[Given entries]
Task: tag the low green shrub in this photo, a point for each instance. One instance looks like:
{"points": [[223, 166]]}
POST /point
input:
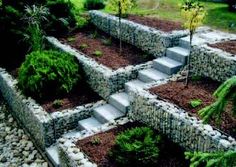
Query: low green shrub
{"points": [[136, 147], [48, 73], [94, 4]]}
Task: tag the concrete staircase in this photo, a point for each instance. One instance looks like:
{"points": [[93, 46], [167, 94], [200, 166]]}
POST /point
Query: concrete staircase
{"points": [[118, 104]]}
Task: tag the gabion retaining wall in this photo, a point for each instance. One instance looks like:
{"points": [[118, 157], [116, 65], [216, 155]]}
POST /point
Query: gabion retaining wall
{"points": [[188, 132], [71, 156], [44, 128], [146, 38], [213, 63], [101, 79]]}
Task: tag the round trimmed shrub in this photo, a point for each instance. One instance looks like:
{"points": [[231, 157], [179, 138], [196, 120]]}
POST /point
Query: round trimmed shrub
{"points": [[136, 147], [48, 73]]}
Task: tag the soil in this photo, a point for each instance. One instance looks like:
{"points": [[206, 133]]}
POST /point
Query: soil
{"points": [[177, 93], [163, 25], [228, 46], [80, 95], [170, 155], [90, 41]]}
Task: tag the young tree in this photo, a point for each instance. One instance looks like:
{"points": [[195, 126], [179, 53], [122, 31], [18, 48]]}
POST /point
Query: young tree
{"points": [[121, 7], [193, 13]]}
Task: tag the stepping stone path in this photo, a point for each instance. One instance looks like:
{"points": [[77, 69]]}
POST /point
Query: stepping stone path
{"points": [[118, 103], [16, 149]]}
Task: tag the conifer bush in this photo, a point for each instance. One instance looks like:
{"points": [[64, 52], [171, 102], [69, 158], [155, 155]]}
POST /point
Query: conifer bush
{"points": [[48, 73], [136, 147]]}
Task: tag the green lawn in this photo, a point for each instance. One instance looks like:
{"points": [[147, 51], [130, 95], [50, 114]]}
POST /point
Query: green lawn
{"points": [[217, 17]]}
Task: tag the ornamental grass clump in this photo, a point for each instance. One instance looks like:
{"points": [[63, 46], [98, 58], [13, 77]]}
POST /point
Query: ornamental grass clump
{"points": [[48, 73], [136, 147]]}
[/Given entries]
[Given entries]
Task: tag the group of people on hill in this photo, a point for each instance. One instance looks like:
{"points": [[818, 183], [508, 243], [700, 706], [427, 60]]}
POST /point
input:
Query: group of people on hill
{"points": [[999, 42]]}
[/Given entries]
• [What needs to be done]
Please set down, exactly and with no pictures, the lines in the entries above starting at the one holding "Task: tag the low" and ending at the one holding "Task: tag the concrete", ends included.

• [Response to this exercise]
Task: tag the low green shrub in this photo, a point for each instance. One instance looks like:
{"points": [[223, 166]]}
POST /point
input:
Query: low green shrub
{"points": [[136, 147], [48, 73], [94, 4]]}
Task: tag the concrete staircase in this photo, a point for each instance. One instance looks like:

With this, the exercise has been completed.